Collection entries:
----

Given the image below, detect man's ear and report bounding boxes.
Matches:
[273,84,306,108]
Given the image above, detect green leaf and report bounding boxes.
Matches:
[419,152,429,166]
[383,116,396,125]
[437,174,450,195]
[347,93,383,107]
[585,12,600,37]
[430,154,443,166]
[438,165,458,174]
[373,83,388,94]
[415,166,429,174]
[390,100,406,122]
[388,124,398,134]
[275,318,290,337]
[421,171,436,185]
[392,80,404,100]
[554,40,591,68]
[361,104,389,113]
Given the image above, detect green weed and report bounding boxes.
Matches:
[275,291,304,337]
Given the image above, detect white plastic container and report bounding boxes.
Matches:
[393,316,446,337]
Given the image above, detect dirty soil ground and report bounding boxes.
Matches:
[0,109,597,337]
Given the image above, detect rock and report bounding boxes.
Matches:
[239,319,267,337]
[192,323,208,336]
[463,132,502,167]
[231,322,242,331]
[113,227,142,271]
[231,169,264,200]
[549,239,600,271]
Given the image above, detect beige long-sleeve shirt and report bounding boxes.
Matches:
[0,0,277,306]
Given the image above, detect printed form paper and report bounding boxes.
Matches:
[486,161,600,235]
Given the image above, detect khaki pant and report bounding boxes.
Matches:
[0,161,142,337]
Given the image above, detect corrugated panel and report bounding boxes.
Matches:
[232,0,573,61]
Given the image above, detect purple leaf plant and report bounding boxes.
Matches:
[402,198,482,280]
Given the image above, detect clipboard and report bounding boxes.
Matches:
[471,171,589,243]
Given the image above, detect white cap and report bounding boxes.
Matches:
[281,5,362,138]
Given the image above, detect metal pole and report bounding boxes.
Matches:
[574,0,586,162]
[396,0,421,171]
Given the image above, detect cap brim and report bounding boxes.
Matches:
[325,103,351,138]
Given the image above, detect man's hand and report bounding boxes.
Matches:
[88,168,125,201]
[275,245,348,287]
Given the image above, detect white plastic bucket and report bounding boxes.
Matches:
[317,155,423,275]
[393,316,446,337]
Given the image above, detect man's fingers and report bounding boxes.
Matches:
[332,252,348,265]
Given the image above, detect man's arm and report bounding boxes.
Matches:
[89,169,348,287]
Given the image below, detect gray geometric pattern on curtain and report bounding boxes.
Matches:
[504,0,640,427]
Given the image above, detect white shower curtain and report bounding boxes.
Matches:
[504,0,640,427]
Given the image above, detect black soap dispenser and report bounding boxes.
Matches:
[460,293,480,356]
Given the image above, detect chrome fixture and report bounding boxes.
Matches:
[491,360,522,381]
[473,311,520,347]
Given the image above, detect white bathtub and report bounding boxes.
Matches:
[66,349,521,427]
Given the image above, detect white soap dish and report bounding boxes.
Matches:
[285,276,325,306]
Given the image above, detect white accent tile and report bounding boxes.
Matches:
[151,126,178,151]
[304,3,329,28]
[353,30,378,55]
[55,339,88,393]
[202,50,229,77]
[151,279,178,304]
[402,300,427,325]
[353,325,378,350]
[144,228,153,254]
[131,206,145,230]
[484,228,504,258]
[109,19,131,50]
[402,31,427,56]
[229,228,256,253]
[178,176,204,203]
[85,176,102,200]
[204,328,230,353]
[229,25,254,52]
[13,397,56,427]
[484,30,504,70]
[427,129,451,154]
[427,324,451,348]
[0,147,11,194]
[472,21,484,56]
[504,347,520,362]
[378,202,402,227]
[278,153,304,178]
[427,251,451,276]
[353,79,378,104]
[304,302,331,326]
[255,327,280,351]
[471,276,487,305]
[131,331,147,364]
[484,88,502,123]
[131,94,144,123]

----

*Work to complete*
Copy every row above word for word, without changing anything.

*In response*
Given the image below, detect man's ear and report bounding boxes.
Matches:
[273,84,306,108]
Given the image above, detect green leaf and report bounding boxes.
Matches:
[419,152,429,166]
[383,116,396,125]
[437,174,450,195]
[347,93,383,107]
[585,12,600,37]
[430,154,443,166]
[438,165,458,174]
[373,83,388,94]
[415,166,429,174]
[390,100,406,122]
[388,124,398,134]
[275,318,290,337]
[421,171,436,185]
[392,80,404,100]
[554,40,591,68]
[361,104,389,113]
Given the image above, detect green weed and report bounding boxes.
Matches:
[275,291,304,337]
Given the image above, detect white plastic container and report bounding boxes.
Matches:
[393,316,446,337]
Given the image above, detect dirty soil ground and report bounding boxes.
Matches:
[0,109,597,337]
Given the image above, detect rock and report bounding boxes.
Matches:
[239,319,267,337]
[192,323,208,336]
[463,132,502,167]
[231,322,242,331]
[113,227,142,271]
[231,169,264,200]
[549,239,600,271]
Given the image above, detect beige long-sleeve shirt and report bounding boxes.
Matches:
[0,0,277,306]
Given the image above, detect printed form paper and report bounding boxes.
Matches:
[486,161,600,235]
Given the image above, detect khaki pant and report bounding boxes.
Matches:
[0,161,142,337]
Given the image above, detect corrugated panel and report bounding boxes.
Matches:
[232,0,573,61]
Given the image above, detect purple leaf plant and report bounding boxes.
Matches:
[402,198,482,280]
Given the image above, detect clipboard and report bounding boxes.
Matches:
[471,171,589,243]
Given the image above, detect white cap and report bounding boxes.
Matches:
[281,5,362,138]
Given the image above, detect metal pole and report bounding boxes.
Matches:
[574,0,586,162]
[396,0,421,171]
Given the image above, detect cap brim and report bounding boxes.
Matches:
[325,103,351,138]
Given the image above, detect man's hand and report bounding boxes.
Matches:
[88,168,125,201]
[275,245,348,287]
Given the image above, detect white plastic bucket and report bounding boxes.
Matches:
[317,155,423,275]
[393,316,446,337]
Given the image above, detect man's fingers and report bounding boxes.
Matches:
[332,252,348,265]
Given the image above, detect man's arm and report bounding boxes.
Matches:
[89,169,348,287]
Given the image below, detect gray geometric pattern on curtain and report bounding boxes.
Matches:
[504,0,640,427]
Given the image above, detect white shower curtain and report bounding boxes.
Matches:
[504,0,640,427]
Given the image above, detect black soap dispenser and report bounding boxes.
Matches:
[460,293,480,356]
Given the image above, detect chrome fixture and report bounding boxes.
Matches:
[491,360,522,381]
[473,311,520,347]
Given the image above, detect white bathtub and report bounding boxes.
Matches:
[66,349,521,427]
Given the image above, detect white soap dish and report bounding boxes.
Matches:
[285,276,325,306]
Given the image above, detect white accent tile and report bounding boxes.
Matches:
[151,126,178,151]
[304,3,329,28]
[353,30,378,55]
[55,339,88,393]
[202,50,229,77]
[151,279,178,304]
[402,300,427,325]
[353,325,378,350]
[144,228,153,254]
[131,206,145,230]
[484,228,504,258]
[109,19,131,50]
[402,31,427,56]
[229,228,256,253]
[178,176,204,203]
[85,176,102,200]
[204,328,230,353]
[229,25,254,52]
[13,397,56,427]
[484,30,504,70]
[427,129,451,154]
[427,324,451,348]
[0,147,11,194]
[472,21,484,56]
[504,347,520,362]
[378,202,402,227]
[278,153,304,178]
[427,251,451,276]
[353,79,378,104]
[304,302,331,326]
[255,327,280,351]
[471,276,487,305]
[131,331,147,364]
[484,88,502,123]
[131,94,144,123]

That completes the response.